■ **Action item**
All lines in the material below that hold "negative" should be found and copied.
—————
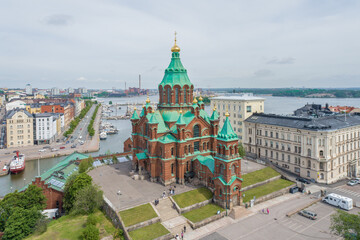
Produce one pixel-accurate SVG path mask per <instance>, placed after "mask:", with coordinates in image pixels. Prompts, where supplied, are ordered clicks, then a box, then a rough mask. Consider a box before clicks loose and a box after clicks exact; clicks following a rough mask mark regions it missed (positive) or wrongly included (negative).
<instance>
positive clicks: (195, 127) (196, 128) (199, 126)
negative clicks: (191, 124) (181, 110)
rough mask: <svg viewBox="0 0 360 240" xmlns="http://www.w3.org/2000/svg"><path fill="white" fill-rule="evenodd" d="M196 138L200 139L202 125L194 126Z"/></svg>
mask: <svg viewBox="0 0 360 240" xmlns="http://www.w3.org/2000/svg"><path fill="white" fill-rule="evenodd" d="M194 137H200V125H198V124H197V125H195V126H194Z"/></svg>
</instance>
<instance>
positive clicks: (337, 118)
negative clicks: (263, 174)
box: [243, 113, 360, 184]
mask: <svg viewBox="0 0 360 240" xmlns="http://www.w3.org/2000/svg"><path fill="white" fill-rule="evenodd" d="M244 125H245V129H246V131H245V136H244V139H243V144H244V146H245V150H246V152H247V155H248V156H250V157H253V158H256V159H262V160H264V161H269V162H272V163H273V164H276V165H277V166H279V167H281V168H283V169H286V170H288V171H290V172H292V173H295V174H297V175H299V176H301V177H305V178H308V179H314V180H315V181H317V182H319V183H326V184H330V183H334V182H336V181H338V180H340V179H344V178H347V177H356V176H359V174H360V168H359V166H360V116H359V115H332V116H324V117H320V118H302V117H291V116H278V115H274V114H259V113H254V114H253V115H252V116H251V117H249V118H247V119H246V120H245V121H244Z"/></svg>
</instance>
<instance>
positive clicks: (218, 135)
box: [217, 113, 238, 141]
mask: <svg viewBox="0 0 360 240" xmlns="http://www.w3.org/2000/svg"><path fill="white" fill-rule="evenodd" d="M217 139H221V140H224V141H232V140H238V137H237V135H236V133H235V132H234V129H233V128H232V126H231V123H230V120H229V115H228V113H227V115H226V119H225V122H224V125H223V127H222V129H221V131H220V133H219V134H218V137H217Z"/></svg>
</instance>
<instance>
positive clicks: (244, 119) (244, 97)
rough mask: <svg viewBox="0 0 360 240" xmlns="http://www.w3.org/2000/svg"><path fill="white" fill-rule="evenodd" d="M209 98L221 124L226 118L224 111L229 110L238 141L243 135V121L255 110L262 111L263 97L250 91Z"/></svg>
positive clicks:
—————
■ **Response area**
Produce one pixel-accurate SVG path mask per <instance>, placed after "mask:", with coordinates in image pixels. Prompts, where supplied, are ordered clicks, then a box, then a rough mask. Consider a box before clicks loose and a box after clicks exact; clicks following a rough mask mark regions it missed (positive) or wrongly included (negative).
negative clicks: (191, 124) (181, 110)
negative clicks: (263, 174)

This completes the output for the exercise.